* Begin *
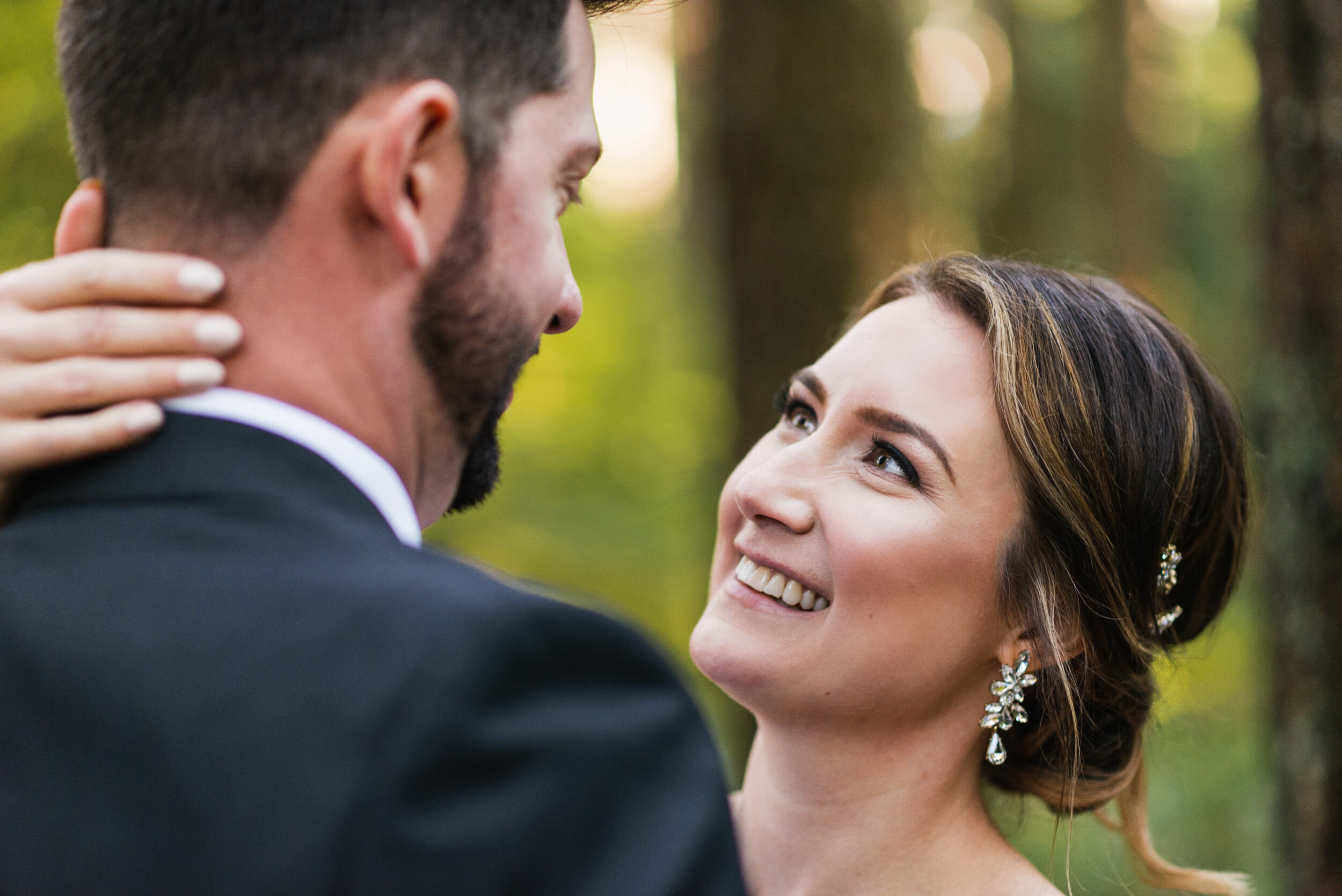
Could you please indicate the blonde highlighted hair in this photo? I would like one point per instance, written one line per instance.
(1124, 442)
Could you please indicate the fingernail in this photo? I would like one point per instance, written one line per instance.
(200, 373)
(218, 333)
(144, 418)
(200, 276)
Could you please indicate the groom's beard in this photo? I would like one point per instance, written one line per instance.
(471, 348)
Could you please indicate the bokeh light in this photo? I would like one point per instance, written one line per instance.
(637, 112)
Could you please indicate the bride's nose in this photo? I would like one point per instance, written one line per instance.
(776, 491)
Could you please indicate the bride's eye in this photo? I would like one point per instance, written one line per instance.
(800, 416)
(890, 461)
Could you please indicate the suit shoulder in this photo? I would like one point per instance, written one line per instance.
(479, 617)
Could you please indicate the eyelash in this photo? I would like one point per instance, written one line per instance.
(906, 470)
(791, 408)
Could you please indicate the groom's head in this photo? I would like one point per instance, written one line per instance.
(406, 149)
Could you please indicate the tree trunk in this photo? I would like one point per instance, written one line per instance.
(798, 114)
(1083, 190)
(1301, 57)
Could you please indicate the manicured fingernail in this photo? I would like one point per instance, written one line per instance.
(144, 418)
(218, 333)
(200, 276)
(200, 373)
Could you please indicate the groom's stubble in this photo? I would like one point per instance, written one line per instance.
(470, 344)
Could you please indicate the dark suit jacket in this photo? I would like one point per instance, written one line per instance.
(222, 674)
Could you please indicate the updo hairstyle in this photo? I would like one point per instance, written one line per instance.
(1124, 442)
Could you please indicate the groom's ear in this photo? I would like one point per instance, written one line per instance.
(414, 173)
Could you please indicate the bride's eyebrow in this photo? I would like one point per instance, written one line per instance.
(812, 383)
(894, 423)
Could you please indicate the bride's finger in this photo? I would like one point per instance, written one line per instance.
(82, 219)
(113, 330)
(111, 275)
(78, 384)
(33, 445)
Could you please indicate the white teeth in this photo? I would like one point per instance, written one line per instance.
(779, 587)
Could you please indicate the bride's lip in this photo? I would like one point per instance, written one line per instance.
(760, 560)
(742, 593)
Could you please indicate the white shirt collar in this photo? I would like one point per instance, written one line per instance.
(363, 466)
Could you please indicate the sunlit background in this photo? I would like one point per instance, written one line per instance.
(623, 431)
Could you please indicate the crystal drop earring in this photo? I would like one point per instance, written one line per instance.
(1008, 710)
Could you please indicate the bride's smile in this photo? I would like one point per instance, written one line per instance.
(885, 493)
(978, 490)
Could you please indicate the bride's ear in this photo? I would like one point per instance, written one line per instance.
(1046, 649)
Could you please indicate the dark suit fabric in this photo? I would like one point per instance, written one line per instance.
(222, 674)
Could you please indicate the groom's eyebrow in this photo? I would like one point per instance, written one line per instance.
(898, 424)
(583, 159)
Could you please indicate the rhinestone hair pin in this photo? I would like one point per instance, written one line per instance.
(1165, 582)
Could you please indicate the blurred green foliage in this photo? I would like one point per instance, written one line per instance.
(622, 431)
(37, 172)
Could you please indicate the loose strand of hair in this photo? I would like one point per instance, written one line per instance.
(1156, 870)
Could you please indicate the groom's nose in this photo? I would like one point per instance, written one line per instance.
(570, 309)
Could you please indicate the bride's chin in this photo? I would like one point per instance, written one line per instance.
(737, 662)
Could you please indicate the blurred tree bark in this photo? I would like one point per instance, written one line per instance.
(1083, 191)
(1301, 58)
(796, 119)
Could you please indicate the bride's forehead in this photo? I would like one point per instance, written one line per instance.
(909, 340)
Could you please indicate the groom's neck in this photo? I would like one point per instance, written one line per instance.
(329, 332)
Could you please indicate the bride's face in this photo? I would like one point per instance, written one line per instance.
(887, 493)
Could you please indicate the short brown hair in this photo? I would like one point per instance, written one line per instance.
(205, 114)
(1124, 442)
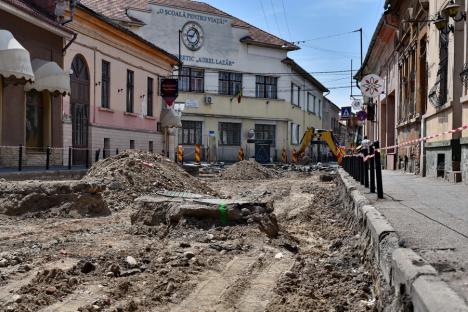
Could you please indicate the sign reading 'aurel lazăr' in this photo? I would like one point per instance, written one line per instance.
(193, 16)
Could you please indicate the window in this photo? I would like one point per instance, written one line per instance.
(265, 133)
(319, 108)
(294, 133)
(105, 84)
(191, 133)
(230, 83)
(130, 90)
(295, 94)
(266, 87)
(229, 133)
(311, 102)
(34, 119)
(106, 151)
(192, 80)
(150, 93)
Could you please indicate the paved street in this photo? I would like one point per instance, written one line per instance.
(430, 216)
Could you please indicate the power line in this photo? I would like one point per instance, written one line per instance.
(276, 17)
(323, 37)
(264, 15)
(215, 71)
(286, 19)
(330, 51)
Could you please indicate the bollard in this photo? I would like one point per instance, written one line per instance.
(69, 157)
(355, 167)
(366, 169)
(378, 170)
(372, 170)
(361, 167)
(48, 158)
(20, 158)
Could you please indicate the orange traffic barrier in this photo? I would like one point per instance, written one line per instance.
(197, 153)
(180, 154)
(241, 155)
(294, 156)
(284, 156)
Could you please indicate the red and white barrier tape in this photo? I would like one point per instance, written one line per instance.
(460, 129)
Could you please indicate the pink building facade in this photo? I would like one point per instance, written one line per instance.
(114, 102)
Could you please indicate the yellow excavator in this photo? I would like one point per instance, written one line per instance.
(312, 134)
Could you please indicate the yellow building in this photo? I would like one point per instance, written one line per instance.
(237, 84)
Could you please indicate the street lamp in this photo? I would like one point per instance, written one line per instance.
(440, 23)
(452, 10)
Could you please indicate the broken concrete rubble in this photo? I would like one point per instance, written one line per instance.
(162, 210)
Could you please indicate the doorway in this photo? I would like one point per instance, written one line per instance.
(79, 101)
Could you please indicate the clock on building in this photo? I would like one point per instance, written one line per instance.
(192, 36)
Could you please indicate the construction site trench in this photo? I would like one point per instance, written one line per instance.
(138, 233)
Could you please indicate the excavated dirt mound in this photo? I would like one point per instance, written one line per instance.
(135, 173)
(49, 198)
(248, 170)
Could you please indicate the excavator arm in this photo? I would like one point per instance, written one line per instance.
(327, 137)
(336, 150)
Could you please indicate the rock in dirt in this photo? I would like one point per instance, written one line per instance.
(326, 178)
(131, 174)
(87, 267)
(3, 263)
(131, 261)
(248, 170)
(63, 198)
(189, 254)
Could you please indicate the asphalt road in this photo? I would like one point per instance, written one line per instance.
(431, 217)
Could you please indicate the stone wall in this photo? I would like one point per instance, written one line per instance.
(464, 163)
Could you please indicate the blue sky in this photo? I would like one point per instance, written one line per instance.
(312, 19)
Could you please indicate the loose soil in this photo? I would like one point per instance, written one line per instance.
(134, 173)
(247, 170)
(109, 264)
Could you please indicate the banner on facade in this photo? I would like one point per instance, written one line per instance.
(169, 90)
(346, 112)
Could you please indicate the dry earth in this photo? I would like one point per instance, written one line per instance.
(106, 263)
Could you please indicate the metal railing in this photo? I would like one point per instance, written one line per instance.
(366, 168)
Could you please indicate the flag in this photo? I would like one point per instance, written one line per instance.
(238, 95)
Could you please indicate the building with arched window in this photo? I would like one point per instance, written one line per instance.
(32, 82)
(114, 102)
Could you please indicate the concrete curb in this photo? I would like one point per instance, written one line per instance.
(404, 270)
* End *
__Task instructions__: Can you repeat the lines above verbatim, from the line with "Could you please indicate the rhinestone" up to and including the line with "(1156, 870)"?

__Solved exercise__:
Could you please indicate the rhinestone hair pin in this photo? I would like one point per instance, written one line per instance.
(1165, 582)
Could you please indicate the blurred green foliage in this photo? I would like one point per instance, written one line per instance.
(622, 431)
(37, 172)
Could you please indicate the loose strand of hair in this photo? I would like one point per instance, written one line per instance.
(1156, 870)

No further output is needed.